#### [REQUIREMENT 1]
From the article on Marc Becker's competency hearing, extract the passage starting at "September 11, 2009" and ending at "about 57 minutes.", copied word for word.
#### [REQUIREMENT 2]
Answer these questions using the article on Marc Becker's competency hearing:
(a) About how many students were present when Ed Thomas was shot?
(b) About how long is Dr. Michael Taylor's video?
(c) On what day of the week did Taylor testify for the prosecution?
#### [REQUIREMENT 3]
Proceed with the article on Marc Becker's competency hearing, picking up right after its last sentence.

#### [DOCUMENT TEXT]
# # #

September 11, 2009

Rare chance to view dueling experts live

Accused coach killer's Iowa competency hearing

Courtesy of the Des Moines Register, we have a rare opportunity to watch two experienced mental health experts testify in court about competency to stand trial. The experts were the featured event in this week's highly publicized hearing for Marc Becker, the mentally disturbed man accused of gunning down esteemed Iowa football coach Ed Thomas in front of about 20 students this past June.

Click on either image above to watch that expert's testimony. Dr. Michael Taylor's video (left) is about 79 minutes, the first 15 minutes of which are the testimony of a psychiatric nurse at the jail (manually move the time bar to 15 to start with Taylor). Dr. Dan Roger's video (right) lasts about 57 minutes.

The experts agreed that Becker is most likely schizophrenic. They differed vastly, however, on whether he evidenced symptoms of psychosis.

Testifying for the prosecution on Thursday, psychiatrist Michael Taylor said he found no evidence whatsoever of current psychotic symptoms. Dr. Taylor described the defendant as "a calm, relaxed, pleasant young man, well spoken, articulate, able to communicate clearly, able to joke."

"There's absolutely no hint in Mr. Becker's appearance or behavior that would raise any suspicion of any psychiatric disorder," Taylor testified.

On the other side of the aisle, defense-retained psychologist Dan Rogers described the defendant as "floridly psychotic," paranoid, and delusional. "He starts with a perfectly good thought and it just becomes filled with illogical concepts as he tries to proceed," he testified.

# # #

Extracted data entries
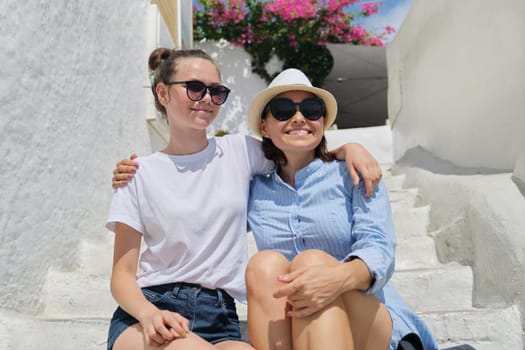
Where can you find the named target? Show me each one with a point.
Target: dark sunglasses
(196, 90)
(283, 109)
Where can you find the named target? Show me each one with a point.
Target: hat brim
(262, 98)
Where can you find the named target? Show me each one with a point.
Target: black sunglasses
(282, 109)
(196, 90)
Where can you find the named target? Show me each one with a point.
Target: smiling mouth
(298, 132)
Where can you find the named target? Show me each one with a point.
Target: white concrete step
(83, 292)
(416, 253)
(483, 329)
(17, 333)
(410, 222)
(447, 287)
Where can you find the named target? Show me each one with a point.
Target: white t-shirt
(192, 213)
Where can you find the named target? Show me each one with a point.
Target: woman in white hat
(188, 203)
(326, 251)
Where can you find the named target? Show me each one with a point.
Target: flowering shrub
(294, 31)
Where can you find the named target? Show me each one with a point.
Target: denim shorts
(211, 312)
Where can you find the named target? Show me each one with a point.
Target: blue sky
(391, 12)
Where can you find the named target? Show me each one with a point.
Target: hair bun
(158, 56)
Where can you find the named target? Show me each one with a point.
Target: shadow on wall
(519, 184)
(421, 158)
(359, 83)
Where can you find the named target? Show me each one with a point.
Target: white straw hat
(289, 80)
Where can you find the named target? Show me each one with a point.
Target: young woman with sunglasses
(188, 204)
(326, 251)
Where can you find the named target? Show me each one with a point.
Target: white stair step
(393, 182)
(448, 287)
(483, 329)
(87, 334)
(416, 253)
(411, 222)
(403, 199)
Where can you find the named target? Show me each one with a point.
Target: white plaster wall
(72, 102)
(456, 84)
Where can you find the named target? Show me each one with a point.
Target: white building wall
(456, 84)
(72, 102)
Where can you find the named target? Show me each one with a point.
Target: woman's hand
(310, 289)
(124, 171)
(162, 326)
(360, 161)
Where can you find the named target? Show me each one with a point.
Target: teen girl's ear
(162, 93)
(264, 130)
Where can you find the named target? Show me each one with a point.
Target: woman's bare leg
(233, 345)
(329, 328)
(133, 339)
(268, 326)
(370, 320)
(353, 321)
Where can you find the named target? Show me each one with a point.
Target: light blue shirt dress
(326, 211)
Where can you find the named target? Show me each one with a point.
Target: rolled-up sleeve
(373, 234)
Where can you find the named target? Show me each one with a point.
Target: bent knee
(313, 257)
(264, 265)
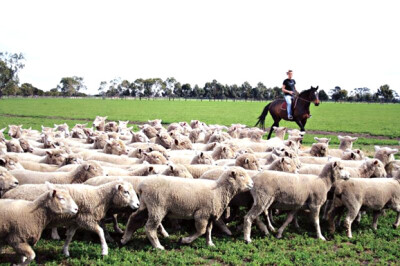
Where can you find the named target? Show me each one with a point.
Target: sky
(326, 43)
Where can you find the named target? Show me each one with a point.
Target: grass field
(297, 246)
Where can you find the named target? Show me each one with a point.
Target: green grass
(297, 247)
(374, 119)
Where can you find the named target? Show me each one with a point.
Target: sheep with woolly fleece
(22, 222)
(201, 200)
(82, 173)
(375, 194)
(370, 168)
(291, 192)
(93, 203)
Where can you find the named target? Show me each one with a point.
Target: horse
(300, 107)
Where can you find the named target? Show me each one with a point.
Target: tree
(70, 86)
(384, 92)
(323, 96)
(10, 65)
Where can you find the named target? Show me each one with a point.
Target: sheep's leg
(117, 229)
(201, 227)
(208, 234)
(151, 230)
(315, 217)
(69, 235)
(136, 220)
(26, 252)
(222, 226)
(352, 212)
(162, 230)
(254, 212)
(54, 234)
(375, 219)
(289, 219)
(397, 223)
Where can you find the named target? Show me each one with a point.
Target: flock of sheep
(84, 177)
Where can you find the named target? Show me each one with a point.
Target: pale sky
(327, 43)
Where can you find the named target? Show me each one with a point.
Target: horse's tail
(261, 118)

# # #

#### [TASK OUTPUT 1]
September 11, 2009

Rare chance to view dueling experts live

Accused coach killer's Iowa competency hearing

Courtesy of the Des Moines Register, we have a rare opportunity to watch two experienced mental health experts testify in court about competency to stand trial. The experts were the featured event in this week's highly publicized hearing for Marc Becker, the mentally disturbed man accused of gunning down esteemed Iowa football coach Ed Thomas in front of about 20 students this past June.

Click on either image above to watch that expert's testimony. Dr. Michael Taylor's video (left) is about 79 minutes, the first 15 minutes of which are the testimony of a psychiatric nurse at the jail (manually move the time bar to 15 to start with Taylor). Dr. Dan Roger's video (right) lasts about 57 minutes.

#### [TASK OUTPUT 2]
(a) About 20
(b) About 79 minutes
(c) Thursday

#### [TASK OUTPUT 3]
While the public may see this as an example of hired guns who will say whatever they are hired to say, an alternate possibility is that Becker presented differently to the two experts. Dr. Rogers evaluated Becker on two occasions, 32 days and 45 days after the offense. Dr. Taylor did not evaluate Becker until more than two months after the crime. By that time, Becker was being medicated with a high dosage of the antipsychotic Invega.

Becker appeared highly sedated in court, raising another competency issue: If his medication dosage is lowered so that he can stay awake in court, his psychosis will worsen, Dr. Rogers predicted.

Of note in this case is the informative, factually accurate coverage being provided by Jennifer Jacobs of the Des Moines Register. In Thursday's article, she quoted the illustrious Daniel Murrie of the Institute of Law, Psychiatry and Public Policy at the University of Virginia School of Medicine, talking about how uncommon incompetency findings are (only an estimated 20% of cases in which the issue is raised).

In her previous story, Ms. Jacobs quoted competency guru Thomas Grisso (of Evaluating Competencies fame) and cited recent empirical research on incompetency findings:
"Each year, about 7,000 defendants nationwide are involuntarily committed to public psychiatric hospitals for treatment intended to make them well enough to stand trial, according to a 2008 report in the American Journal of Forensic Psychiatry. About 78 percent are released in less than three months, according to a 2003 report by the Missouri Institute of Mental Health. Another 20 percent are released between three months and 12 months after committal, and 2 percent are released after 12 months."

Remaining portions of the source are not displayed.